[ZU BEARBEITENDE AUFGABEN]
(a) Fassen Sie den Forumsauszug in zwei Sätzen zusammen.
(b) Zählen Sie, in wie vielen Zeilen der Datensätze die Zeichenfolge „climber“ vorkommt, und nennen Sie nur die Zahl.

Und wie es euch allen sonst so?


----------



## thaper (26. November 2006)

gut eigentlöich ausser das mein team dh noch net da is...
 ähm weger verein und sowas wir ich und julzz aus ansbach wollten auch verein gründen wegen einer strecke in treuchtlingen allerdings fehlen dort die biker... aber warum gründen wir nicht nen großen verein in nürnberg damit man endlich ma was hat um sich an die stadt zu wenden das da ma auch was offizieles geht wenn mer ma schaut wie groß hier die bikergemeinschaft is in nürnberg und das es hier keinen einzigen wirklichn downhill/freeride/dirt/street verein gibt... also man sollte sich da ma zamsetzen...


----------



## julzzz (26. November 2006)

Hi Leute ,

verein ist sicher eine gute idee, aber insgesamt kotzt es mich an wie es am buck abgeht ich fahre dort seit 2002 und kann nur sagen früher kannten sich alle dort und es wurde nicht wild durch den wald gebaut nur auf abgelgenen wegen. schaltet mal euere grauen zellen ein. und zum district ride warum kann der scheiss nicht sonst wo sein, uns hier in nbg hat das nach meiner meinung nicht gut getan. die schönsten shapes hatten wir frueher 2-3 mal im jahr aufschaufeln fertig. und nun alles fuern sack :> imho würde ich aber eher vom buck ausweichen das wird da nicht mehr besser werden wer das noch glaubt hut ab vor dem optimismus. da sind schäden in den letzten 2 jahren entstanden omg so richtig heldenhaft. und da sind jung wie alt schult dran denn man haette sich die kiddies ja auch mal packen können und ihnen sagen was geht und was nicht. lg Julzzz


----------



## Priest0r (26. November 2006)

thaper schrieb:


> gut eigentlöich ausser das mein team dh noch net da is...
> ähm weger verein und sowas wir ich und julzz aus ansbach wollten auch verein gründen wegen einer strecke in treuchtlingen allerdings fehlen dort die biker... aber warum gründen wir nicht nen großen verein in nürnberg damit man endlich ma was hat um sich an die stadt zu wenden das da ma auch was offizieles geht wenn mer ma schaut wie groß hier die bikergemeinschaft is in nürnberg und das es hier keinen einzigen wirklichn downhill/freeride/dirt/street verein gibt... also man sollte sich da ma zamsetzen...



die stadt erlaubt auch keinem verein, nägel in bäume zu schlagen


----------



## thaper (26. November 2006)

stimmt allerdings wurden nägel in baum von 6 auf 2 reduziert... der typ davor checksts einfach net


----------



## SpongeBob (27. November 2006)

[Datensatzzeilen zum Zeigen auf Objekte]
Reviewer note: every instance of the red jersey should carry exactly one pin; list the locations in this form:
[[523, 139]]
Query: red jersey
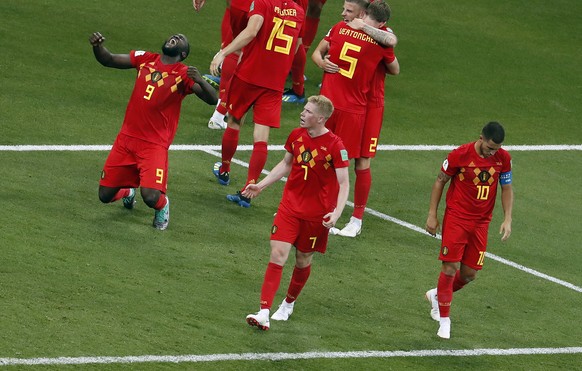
[[358, 57], [312, 187], [376, 93], [267, 59], [153, 110], [471, 194]]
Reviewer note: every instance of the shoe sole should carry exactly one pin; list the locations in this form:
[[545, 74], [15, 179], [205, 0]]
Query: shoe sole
[[253, 322]]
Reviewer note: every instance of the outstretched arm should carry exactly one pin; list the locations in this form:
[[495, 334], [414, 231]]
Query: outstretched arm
[[202, 89], [105, 57], [432, 221], [382, 37], [280, 170]]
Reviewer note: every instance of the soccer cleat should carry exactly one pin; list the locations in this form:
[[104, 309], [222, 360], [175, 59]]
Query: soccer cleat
[[444, 328], [214, 81], [284, 312], [241, 200], [334, 231], [129, 201], [352, 229], [259, 319], [431, 296], [162, 217], [289, 96], [224, 177], [216, 124]]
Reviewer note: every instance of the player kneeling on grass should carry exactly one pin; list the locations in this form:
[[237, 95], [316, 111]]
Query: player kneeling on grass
[[139, 157], [316, 164], [474, 169]]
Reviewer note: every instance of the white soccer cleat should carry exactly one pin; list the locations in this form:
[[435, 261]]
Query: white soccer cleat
[[284, 312], [444, 328], [259, 319], [334, 231], [216, 124], [352, 229], [431, 296]]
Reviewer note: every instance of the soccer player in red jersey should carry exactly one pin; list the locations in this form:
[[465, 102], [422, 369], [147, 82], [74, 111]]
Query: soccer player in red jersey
[[313, 199], [268, 44], [373, 24], [474, 169], [139, 157], [354, 66]]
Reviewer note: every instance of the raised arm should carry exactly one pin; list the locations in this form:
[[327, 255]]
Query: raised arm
[[432, 222], [105, 57]]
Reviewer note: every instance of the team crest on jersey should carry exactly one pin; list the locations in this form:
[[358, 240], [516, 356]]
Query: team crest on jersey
[[156, 76], [484, 176], [306, 156]]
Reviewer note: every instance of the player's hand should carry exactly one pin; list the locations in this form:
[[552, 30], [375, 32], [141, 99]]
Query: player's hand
[[96, 39], [505, 230], [194, 74], [356, 23], [330, 219], [329, 66], [216, 64], [432, 225], [251, 191], [198, 4]]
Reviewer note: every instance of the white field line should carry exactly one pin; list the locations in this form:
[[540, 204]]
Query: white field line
[[213, 150], [285, 356], [188, 147]]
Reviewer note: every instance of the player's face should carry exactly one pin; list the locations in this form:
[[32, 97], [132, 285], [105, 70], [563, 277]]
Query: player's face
[[372, 22], [175, 45], [488, 147], [309, 117], [351, 11]]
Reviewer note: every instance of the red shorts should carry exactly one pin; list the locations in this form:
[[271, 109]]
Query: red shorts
[[464, 241], [372, 128], [350, 128], [306, 236], [133, 163], [266, 103]]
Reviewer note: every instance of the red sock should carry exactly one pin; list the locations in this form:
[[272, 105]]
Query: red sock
[[297, 71], [310, 31], [298, 280], [361, 192], [229, 144], [271, 284], [257, 162], [123, 192], [161, 202], [445, 293], [458, 283]]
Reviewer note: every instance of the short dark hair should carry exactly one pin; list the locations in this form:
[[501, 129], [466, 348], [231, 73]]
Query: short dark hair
[[494, 131], [379, 11]]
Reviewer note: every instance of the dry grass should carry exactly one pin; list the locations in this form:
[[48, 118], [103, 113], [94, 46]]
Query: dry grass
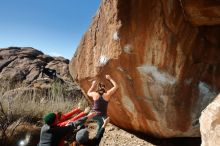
[[31, 106]]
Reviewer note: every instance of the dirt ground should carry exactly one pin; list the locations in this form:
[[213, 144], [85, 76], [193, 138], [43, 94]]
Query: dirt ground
[[113, 136]]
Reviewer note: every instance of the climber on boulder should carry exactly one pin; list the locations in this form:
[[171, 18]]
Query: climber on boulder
[[101, 99]]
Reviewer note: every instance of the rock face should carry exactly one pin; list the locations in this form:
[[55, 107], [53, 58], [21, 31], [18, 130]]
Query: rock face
[[21, 72], [210, 124], [164, 56]]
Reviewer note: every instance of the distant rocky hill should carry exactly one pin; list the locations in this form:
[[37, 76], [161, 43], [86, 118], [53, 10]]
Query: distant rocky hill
[[25, 69]]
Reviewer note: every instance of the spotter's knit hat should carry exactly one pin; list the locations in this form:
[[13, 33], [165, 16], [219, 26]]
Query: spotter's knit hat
[[50, 118], [82, 136]]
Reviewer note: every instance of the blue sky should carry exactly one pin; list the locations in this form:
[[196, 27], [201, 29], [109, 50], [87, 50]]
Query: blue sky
[[54, 27]]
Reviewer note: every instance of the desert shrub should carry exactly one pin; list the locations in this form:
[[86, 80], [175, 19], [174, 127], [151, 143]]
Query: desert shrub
[[31, 106]]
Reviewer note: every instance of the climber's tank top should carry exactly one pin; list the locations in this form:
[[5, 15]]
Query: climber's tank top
[[100, 106]]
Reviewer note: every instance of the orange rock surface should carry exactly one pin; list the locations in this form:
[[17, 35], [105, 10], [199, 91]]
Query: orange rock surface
[[163, 55]]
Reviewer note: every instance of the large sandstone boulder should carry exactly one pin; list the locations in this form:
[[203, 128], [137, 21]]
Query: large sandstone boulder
[[21, 73], [164, 56], [210, 124]]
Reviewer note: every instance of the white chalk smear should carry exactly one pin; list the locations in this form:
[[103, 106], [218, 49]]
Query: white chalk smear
[[158, 76]]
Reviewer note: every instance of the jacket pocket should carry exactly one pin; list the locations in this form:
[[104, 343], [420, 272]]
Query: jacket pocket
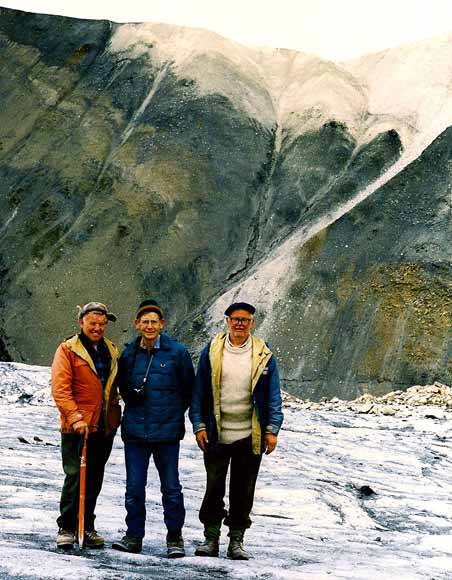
[[89, 413]]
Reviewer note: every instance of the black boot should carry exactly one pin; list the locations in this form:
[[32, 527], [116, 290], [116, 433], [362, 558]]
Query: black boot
[[236, 550], [211, 545]]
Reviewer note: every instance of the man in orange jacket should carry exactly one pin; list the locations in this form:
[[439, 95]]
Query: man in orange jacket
[[83, 373]]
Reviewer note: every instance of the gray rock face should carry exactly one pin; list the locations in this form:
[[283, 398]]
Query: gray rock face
[[151, 160], [373, 302]]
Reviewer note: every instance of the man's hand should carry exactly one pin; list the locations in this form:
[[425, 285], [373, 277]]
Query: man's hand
[[201, 440], [270, 442], [81, 427]]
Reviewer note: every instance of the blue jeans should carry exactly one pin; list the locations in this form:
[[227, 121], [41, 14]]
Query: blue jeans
[[166, 460]]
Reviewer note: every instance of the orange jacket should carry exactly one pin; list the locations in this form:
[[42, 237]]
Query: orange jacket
[[77, 388]]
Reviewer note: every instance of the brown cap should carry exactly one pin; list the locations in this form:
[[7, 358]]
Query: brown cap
[[149, 306], [95, 307]]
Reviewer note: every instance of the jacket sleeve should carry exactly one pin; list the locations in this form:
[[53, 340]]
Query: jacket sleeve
[[187, 378], [274, 401], [62, 381], [122, 379], [202, 382]]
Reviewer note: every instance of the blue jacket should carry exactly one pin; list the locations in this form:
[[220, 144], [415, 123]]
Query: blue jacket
[[157, 415], [205, 412]]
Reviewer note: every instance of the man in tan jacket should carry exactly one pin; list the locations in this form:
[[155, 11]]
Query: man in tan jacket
[[83, 373]]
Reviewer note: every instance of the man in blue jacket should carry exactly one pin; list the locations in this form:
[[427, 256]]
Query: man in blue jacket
[[155, 379], [236, 416]]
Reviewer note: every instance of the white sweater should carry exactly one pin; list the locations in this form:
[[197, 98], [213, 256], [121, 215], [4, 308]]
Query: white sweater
[[235, 392]]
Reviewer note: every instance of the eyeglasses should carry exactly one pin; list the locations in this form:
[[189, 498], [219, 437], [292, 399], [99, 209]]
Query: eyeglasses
[[244, 321]]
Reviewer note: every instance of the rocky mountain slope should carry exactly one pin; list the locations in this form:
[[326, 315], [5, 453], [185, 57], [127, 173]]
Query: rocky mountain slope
[[146, 159]]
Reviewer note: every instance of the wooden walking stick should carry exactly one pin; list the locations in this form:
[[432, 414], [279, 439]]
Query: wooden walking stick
[[81, 508]]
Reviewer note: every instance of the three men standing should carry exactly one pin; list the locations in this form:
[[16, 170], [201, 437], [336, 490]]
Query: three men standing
[[235, 411], [155, 380], [83, 373], [236, 416]]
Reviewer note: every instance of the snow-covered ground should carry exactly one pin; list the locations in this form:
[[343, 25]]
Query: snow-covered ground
[[345, 496]]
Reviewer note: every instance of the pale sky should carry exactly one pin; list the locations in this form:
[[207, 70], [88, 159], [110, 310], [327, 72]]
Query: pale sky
[[334, 29]]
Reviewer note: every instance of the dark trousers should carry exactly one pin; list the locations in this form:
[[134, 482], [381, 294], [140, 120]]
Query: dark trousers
[[166, 460], [242, 483], [98, 451]]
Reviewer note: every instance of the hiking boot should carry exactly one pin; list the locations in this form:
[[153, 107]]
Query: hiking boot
[[93, 540], [128, 544], [236, 551], [65, 539], [210, 547], [175, 545]]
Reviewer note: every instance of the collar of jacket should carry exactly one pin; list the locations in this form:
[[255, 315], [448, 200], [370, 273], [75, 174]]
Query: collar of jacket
[[76, 346], [165, 342], [261, 354]]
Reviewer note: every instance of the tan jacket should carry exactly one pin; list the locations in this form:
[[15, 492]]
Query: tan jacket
[[260, 357], [77, 388]]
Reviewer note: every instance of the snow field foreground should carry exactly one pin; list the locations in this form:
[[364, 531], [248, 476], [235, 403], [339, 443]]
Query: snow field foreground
[[344, 496]]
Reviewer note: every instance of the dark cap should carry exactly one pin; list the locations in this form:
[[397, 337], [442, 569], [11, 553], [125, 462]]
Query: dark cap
[[96, 307], [239, 306], [149, 306]]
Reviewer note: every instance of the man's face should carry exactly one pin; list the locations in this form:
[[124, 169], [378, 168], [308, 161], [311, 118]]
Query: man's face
[[93, 326], [149, 325], [240, 324]]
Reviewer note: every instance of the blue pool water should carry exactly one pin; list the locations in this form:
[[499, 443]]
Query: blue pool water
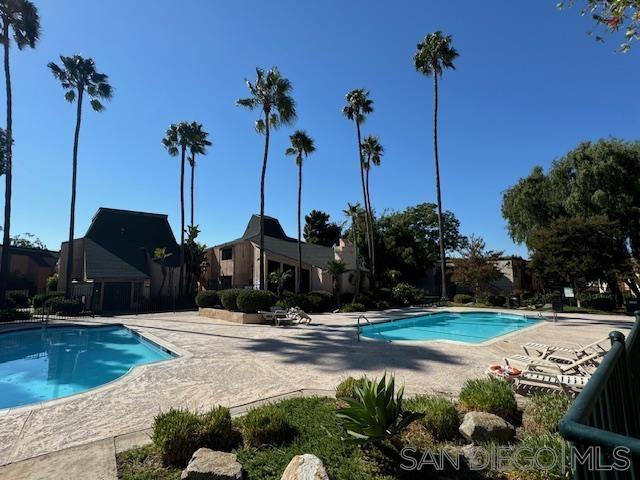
[[468, 327], [51, 362]]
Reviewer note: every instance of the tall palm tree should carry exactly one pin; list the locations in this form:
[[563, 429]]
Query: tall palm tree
[[358, 106], [353, 212], [198, 146], [177, 139], [434, 55], [271, 94], [78, 76], [301, 146], [19, 17], [372, 152]]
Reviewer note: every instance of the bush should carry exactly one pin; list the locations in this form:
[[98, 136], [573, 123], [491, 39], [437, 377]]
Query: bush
[[496, 300], [353, 307], [229, 298], [207, 299], [463, 298], [252, 301], [440, 415], [543, 413], [490, 395], [405, 294], [20, 299], [178, 433], [11, 315], [347, 387], [267, 425]]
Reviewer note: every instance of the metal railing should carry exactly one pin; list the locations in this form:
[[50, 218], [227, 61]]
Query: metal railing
[[606, 415]]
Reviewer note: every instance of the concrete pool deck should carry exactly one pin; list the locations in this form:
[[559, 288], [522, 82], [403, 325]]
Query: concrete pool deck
[[232, 364]]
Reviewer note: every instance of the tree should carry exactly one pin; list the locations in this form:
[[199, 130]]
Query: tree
[[319, 231], [434, 55], [197, 146], [354, 212], [78, 76], [614, 15], [336, 268], [301, 146], [177, 139], [358, 106], [271, 94], [477, 268], [19, 17], [161, 256]]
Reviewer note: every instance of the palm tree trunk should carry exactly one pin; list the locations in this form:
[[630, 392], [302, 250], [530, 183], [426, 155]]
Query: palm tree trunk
[[299, 283], [262, 178], [6, 237], [366, 206], [181, 274], [443, 260], [74, 176]]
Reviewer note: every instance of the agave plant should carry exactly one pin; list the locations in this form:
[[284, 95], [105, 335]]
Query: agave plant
[[376, 413]]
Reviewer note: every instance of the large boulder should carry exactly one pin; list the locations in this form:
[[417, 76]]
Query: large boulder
[[206, 464], [478, 427], [305, 467]]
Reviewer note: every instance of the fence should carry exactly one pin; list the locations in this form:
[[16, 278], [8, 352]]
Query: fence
[[606, 414]]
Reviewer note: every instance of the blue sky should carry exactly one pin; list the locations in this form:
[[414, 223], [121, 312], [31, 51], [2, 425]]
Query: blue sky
[[529, 85]]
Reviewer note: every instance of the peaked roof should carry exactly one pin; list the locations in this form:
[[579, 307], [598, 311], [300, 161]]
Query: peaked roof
[[118, 241]]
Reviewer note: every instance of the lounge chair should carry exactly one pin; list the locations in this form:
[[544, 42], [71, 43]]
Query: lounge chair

[LÖSUNGEN DER AUFGABEN]
(a) thaper schlägt vor, in Nürnberg einen großen Verein zu gründen, um sich an die Stadt wenden zu können, da es dort keinen einzigen Downhill-, Freeride-, Dirt- oder Street-Verein gebe. julzzz hält einen Verein zwar für eine gute Idee, beklagt aber die Entwicklung am Buck und die dort in den letzten zwei Jahren entstandenen Schäden, worauf Priest0r einwendet, dass die Stadt auch keinem Verein erlaube, Nägel in Bäume zu schlagen.

(b) 4